## SUPPLIED DATA:
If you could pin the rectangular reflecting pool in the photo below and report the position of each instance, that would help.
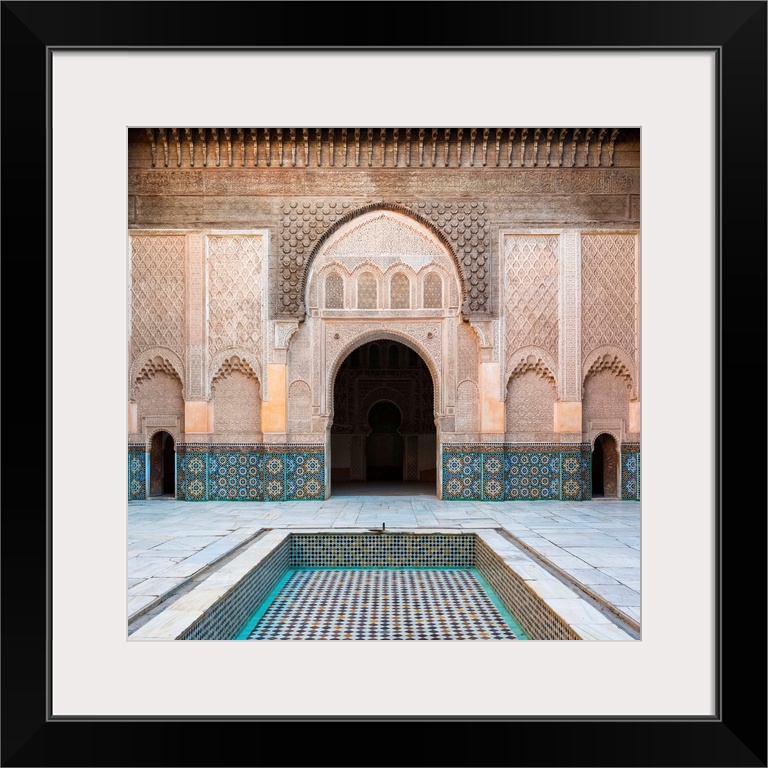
(363, 585)
(382, 604)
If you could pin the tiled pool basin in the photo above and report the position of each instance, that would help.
(233, 602)
(382, 604)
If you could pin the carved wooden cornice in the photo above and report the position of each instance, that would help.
(385, 147)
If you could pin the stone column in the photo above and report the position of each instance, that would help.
(198, 415)
(274, 410)
(567, 417)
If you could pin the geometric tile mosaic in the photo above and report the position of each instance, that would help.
(137, 472)
(506, 472)
(252, 472)
(234, 476)
(479, 472)
(532, 475)
(462, 473)
(191, 473)
(382, 605)
(575, 474)
(630, 475)
(357, 550)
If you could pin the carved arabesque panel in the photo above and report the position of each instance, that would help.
(608, 291)
(299, 407)
(531, 291)
(530, 402)
(467, 406)
(157, 292)
(606, 396)
(460, 227)
(159, 394)
(235, 292)
(236, 402)
(467, 353)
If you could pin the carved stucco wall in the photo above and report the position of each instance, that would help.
(363, 263)
(609, 292)
(235, 274)
(606, 401)
(160, 403)
(530, 407)
(460, 227)
(157, 293)
(404, 215)
(237, 405)
(531, 272)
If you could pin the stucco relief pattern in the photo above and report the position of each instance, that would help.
(235, 284)
(299, 407)
(237, 404)
(608, 291)
(530, 404)
(160, 395)
(606, 396)
(531, 291)
(157, 292)
(462, 227)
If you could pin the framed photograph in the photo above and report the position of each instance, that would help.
(84, 75)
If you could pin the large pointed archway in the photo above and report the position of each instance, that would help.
(383, 434)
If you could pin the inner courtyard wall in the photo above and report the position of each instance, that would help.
(533, 344)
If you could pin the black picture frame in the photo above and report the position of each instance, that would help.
(736, 736)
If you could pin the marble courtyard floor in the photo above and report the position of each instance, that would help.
(593, 546)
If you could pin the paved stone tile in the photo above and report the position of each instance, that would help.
(618, 594)
(563, 533)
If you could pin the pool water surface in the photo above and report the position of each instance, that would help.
(382, 604)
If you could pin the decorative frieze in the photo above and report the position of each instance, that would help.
(382, 147)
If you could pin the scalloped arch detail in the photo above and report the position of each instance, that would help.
(350, 217)
(153, 361)
(613, 359)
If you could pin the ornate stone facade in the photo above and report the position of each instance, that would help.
(458, 306)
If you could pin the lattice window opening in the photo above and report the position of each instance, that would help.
(433, 291)
(334, 291)
(367, 292)
(400, 292)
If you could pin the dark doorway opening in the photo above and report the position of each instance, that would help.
(383, 432)
(604, 468)
(162, 466)
(384, 444)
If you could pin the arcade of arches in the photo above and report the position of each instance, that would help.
(313, 307)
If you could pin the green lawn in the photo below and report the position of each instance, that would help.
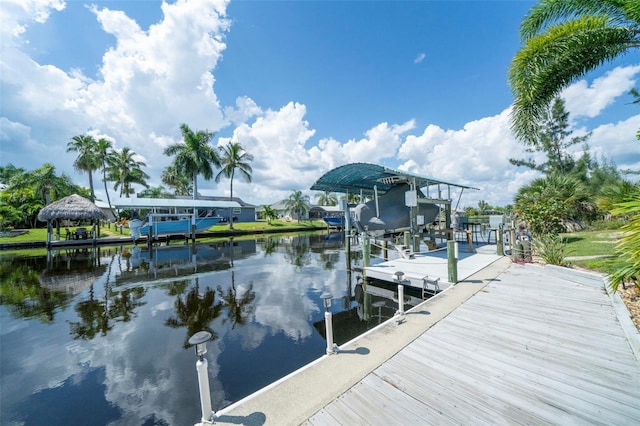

## WHAT TO WORK ON:
Format every row above as a numbered list with blank lines removed, and leave the pictures out.

## RESULT OF THIS EXERCISE:
1. If you could pin the rectangular reflecting pool in the photo below and report the position of each instance, that would help.
2. (363, 585)
3. (382, 604)
4. If you could pin the tiled pool basin in the photo above and report the position of each instance, that would help.
5. (233, 602)
6. (382, 604)
7. If you could pin the carved wooden cornice in the photo above and report the position of each instance, that would help.
8. (385, 147)
9. If you could pin the stone column in the photo above and report the position of each instance, that would help.
10. (198, 415)
11. (274, 410)
12. (567, 417)
13. If you could pin the geometric tile mosaic in the photo above and report the position of each instance, that would help.
14. (137, 472)
15. (506, 472)
16. (252, 472)
17. (234, 476)
18. (479, 472)
19. (532, 475)
20. (462, 473)
21. (191, 473)
22. (382, 605)
23. (575, 474)
24. (630, 475)
25. (357, 550)
26. If you could pin the carved arabesque panel in the photo above and report the position of each instance, that would help.
27. (608, 291)
28. (299, 407)
29. (531, 291)
30. (530, 402)
31. (467, 406)
32. (157, 292)
33. (606, 396)
34. (460, 227)
35. (159, 394)
36. (235, 292)
37. (236, 402)
38. (467, 353)
39. If you could pin the carved stucco wall in the photo above and report the position of each instance, that would help.
40. (363, 263)
41. (609, 292)
42. (235, 274)
43. (606, 401)
44. (160, 403)
45. (530, 407)
46. (460, 227)
47. (157, 293)
48. (404, 215)
49. (237, 405)
50. (531, 272)
51. If you could pin the stucco relief pattern in the photo above and report the position of each instance, that would help.
52. (235, 284)
53. (299, 407)
54. (237, 404)
55. (608, 291)
56. (530, 404)
57. (160, 395)
58. (606, 396)
59. (531, 291)
60. (157, 292)
61. (462, 227)
62. If you could pin the framed photograph in the photo above and report the position of each instance, that would help.
63. (84, 75)
64. If you could pin the large pointed archway in the photo above and report the position of each instance, that would help.
65. (383, 434)
66. If you could pin the inner courtyard wall in the photo above and report the position of each instance, that would help.
67. (533, 344)
68. If you could pin the black picture frame in the photo above and report the position of each instance, that would help.
69. (736, 736)
70. If you could pin the marble courtyard floor in the photo above and report the position of each instance, that would help.
71. (593, 546)
72. If you could pin the paved stone tile in the photo above and report the position of each instance, that would help.
73. (618, 594)
74. (563, 533)
75. If you could pin the pool water surface in the photo above and report the position of each instance, that would help.
76. (382, 604)
77. If you could pin the decorative frieze in the photo above and report the position of each instance, that would help.
78. (382, 147)
79. If you could pin the scalloped arch detail in the photo above and report the position of each instance, that would help.
80. (350, 217)
81. (153, 361)
82. (613, 359)
83. If you could pin the ornate stone facade in the photo above and report the position of each instance, that would help.
84. (458, 306)
85. If you could pin the lattice window opening in the photo above and report the position of each instance, that would help.
86. (433, 291)
87. (334, 291)
88. (367, 292)
89. (400, 292)
90. If you could pin the dark doorway opening in the photo above and report the position of each instance, that would help.
91. (383, 432)
92. (604, 468)
93. (162, 466)
94. (384, 444)
95. If you could pin the arcade of arches in the photo above and report the position of each instance, that would help.
96. (313, 307)
97. If you could pin the green lawn in the photo below and report the position of each instance, that would help.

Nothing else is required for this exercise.